Problem details
The records should be written out in full, with nothing altered.

Data extracts
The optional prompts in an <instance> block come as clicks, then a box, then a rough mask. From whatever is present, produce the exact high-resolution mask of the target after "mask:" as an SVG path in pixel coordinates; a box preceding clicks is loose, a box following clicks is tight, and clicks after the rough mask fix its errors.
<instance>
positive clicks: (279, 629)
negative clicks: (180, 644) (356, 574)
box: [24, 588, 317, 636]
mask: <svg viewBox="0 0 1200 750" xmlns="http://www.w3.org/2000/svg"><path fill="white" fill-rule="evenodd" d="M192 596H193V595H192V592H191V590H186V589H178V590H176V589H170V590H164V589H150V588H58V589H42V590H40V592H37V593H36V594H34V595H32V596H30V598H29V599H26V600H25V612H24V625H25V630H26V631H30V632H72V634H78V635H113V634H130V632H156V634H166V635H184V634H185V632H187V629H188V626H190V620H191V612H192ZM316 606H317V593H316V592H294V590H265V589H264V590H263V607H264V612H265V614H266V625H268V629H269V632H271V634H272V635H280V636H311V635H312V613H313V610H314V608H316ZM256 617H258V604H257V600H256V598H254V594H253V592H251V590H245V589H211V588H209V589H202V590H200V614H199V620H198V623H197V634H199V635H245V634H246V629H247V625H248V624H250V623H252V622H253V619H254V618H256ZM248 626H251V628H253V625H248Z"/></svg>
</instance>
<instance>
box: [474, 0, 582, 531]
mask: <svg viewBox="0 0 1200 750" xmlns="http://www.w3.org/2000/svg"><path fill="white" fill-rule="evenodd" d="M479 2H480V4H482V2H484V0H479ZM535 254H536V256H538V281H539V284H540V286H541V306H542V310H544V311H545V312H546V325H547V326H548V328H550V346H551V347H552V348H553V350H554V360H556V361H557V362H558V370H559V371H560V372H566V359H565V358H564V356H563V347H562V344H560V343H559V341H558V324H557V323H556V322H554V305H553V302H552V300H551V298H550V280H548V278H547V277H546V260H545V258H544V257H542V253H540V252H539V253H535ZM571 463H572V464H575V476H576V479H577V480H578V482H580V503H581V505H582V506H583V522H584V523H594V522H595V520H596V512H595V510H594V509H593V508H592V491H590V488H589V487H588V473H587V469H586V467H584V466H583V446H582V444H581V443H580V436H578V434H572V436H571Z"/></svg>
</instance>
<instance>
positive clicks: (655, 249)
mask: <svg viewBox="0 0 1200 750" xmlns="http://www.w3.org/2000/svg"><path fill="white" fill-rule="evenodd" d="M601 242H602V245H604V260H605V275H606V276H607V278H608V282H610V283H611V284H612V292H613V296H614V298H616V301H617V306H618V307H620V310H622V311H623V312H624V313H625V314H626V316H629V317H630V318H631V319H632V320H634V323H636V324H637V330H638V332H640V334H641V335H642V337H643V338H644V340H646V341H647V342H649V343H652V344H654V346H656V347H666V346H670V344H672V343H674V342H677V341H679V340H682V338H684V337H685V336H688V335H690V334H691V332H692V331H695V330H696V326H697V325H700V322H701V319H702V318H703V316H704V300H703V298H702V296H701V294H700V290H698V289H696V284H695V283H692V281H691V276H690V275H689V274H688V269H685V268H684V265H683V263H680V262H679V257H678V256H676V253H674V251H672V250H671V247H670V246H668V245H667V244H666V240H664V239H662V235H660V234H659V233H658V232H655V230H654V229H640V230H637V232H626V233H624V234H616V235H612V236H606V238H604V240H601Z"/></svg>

Your solution
The optional prompts in an <instance> block come as clicks, then a box, then a rough mask. From whatever is present, produce the exact high-resolution mask of the target after "mask:" as an SVG path in pixel coordinates; a box preceding clicks is loose, a box following clicks is tight, and clicks after the rough mask fix its errors.
<instance>
positive clicks: (279, 629)
negative clicks: (180, 644) (356, 574)
box: [24, 588, 317, 636]
mask: <svg viewBox="0 0 1200 750" xmlns="http://www.w3.org/2000/svg"><path fill="white" fill-rule="evenodd" d="M192 596H193V595H192V592H191V590H186V589H178V590H176V589H170V590H164V589H150V588H58V589H42V590H40V592H37V593H36V594H34V595H32V596H30V598H29V599H26V600H25V612H24V625H25V630H26V631H30V632H72V634H78V635H113V634H130V632H156V634H166V635H184V634H185V632H187V629H188V626H190V620H191V612H192ZM316 606H317V593H316V592H294V590H265V589H264V590H263V607H264V612H265V614H266V625H268V629H269V632H271V634H272V635H280V636H311V635H312V613H313V610H314V608H316ZM256 617H258V604H257V600H256V598H254V594H253V592H251V590H245V589H211V588H209V589H202V590H200V614H199V620H198V623H197V634H199V635H245V634H246V629H247V625H248V624H250V623H252V622H253V619H254V618H256ZM248 626H251V628H253V625H248Z"/></svg>
</instance>
<instance>
box: [474, 0, 582, 531]
mask: <svg viewBox="0 0 1200 750" xmlns="http://www.w3.org/2000/svg"><path fill="white" fill-rule="evenodd" d="M479 2H480V4H482V2H484V0H479ZM535 254H536V256H538V281H539V284H540V286H541V306H542V310H544V311H545V312H546V325H547V326H548V328H550V346H551V347H552V348H553V350H554V360H556V361H557V362H558V370H559V371H560V372H566V359H565V358H564V356H563V347H562V344H560V343H559V341H558V324H557V323H556V322H554V305H553V302H552V300H551V298H550V280H548V278H547V277H546V260H545V258H544V257H542V253H540V252H539V253H535ZM571 463H572V464H575V476H576V479H577V480H578V482H580V503H581V505H582V506H583V522H584V523H594V522H595V520H596V512H595V510H594V509H593V508H592V491H590V488H589V487H588V473H587V469H586V467H584V466H583V446H582V444H581V443H580V436H578V434H572V436H571Z"/></svg>
</instance>
<instance>
positive clicks: (655, 249)
mask: <svg viewBox="0 0 1200 750" xmlns="http://www.w3.org/2000/svg"><path fill="white" fill-rule="evenodd" d="M601 242H602V245H604V260H605V275H606V276H607V278H608V282H610V283H611V284H612V292H613V296H614V298H616V301H617V306H618V307H620V310H622V311H623V312H624V313H625V314H626V316H629V317H630V318H631V319H632V320H634V323H636V324H637V330H638V332H640V334H641V335H642V337H643V338H644V340H646V341H647V342H649V343H652V344H654V346H656V347H666V346H670V344H672V343H674V342H677V341H679V340H682V338H684V337H685V336H688V335H690V334H691V332H692V331H695V330H696V326H697V325H700V322H701V319H702V318H703V316H704V300H703V298H702V296H701V294H700V290H698V289H696V284H695V283H692V281H691V276H690V275H689V274H688V269H685V268H684V265H683V263H680V262H679V257H678V256H676V253H674V251H672V250H671V247H670V246H668V245H667V244H666V240H664V239H662V235H660V234H659V233H658V232H655V230H654V229H640V230H637V232H626V233H624V234H616V235H612V236H606V238H604V240H601Z"/></svg>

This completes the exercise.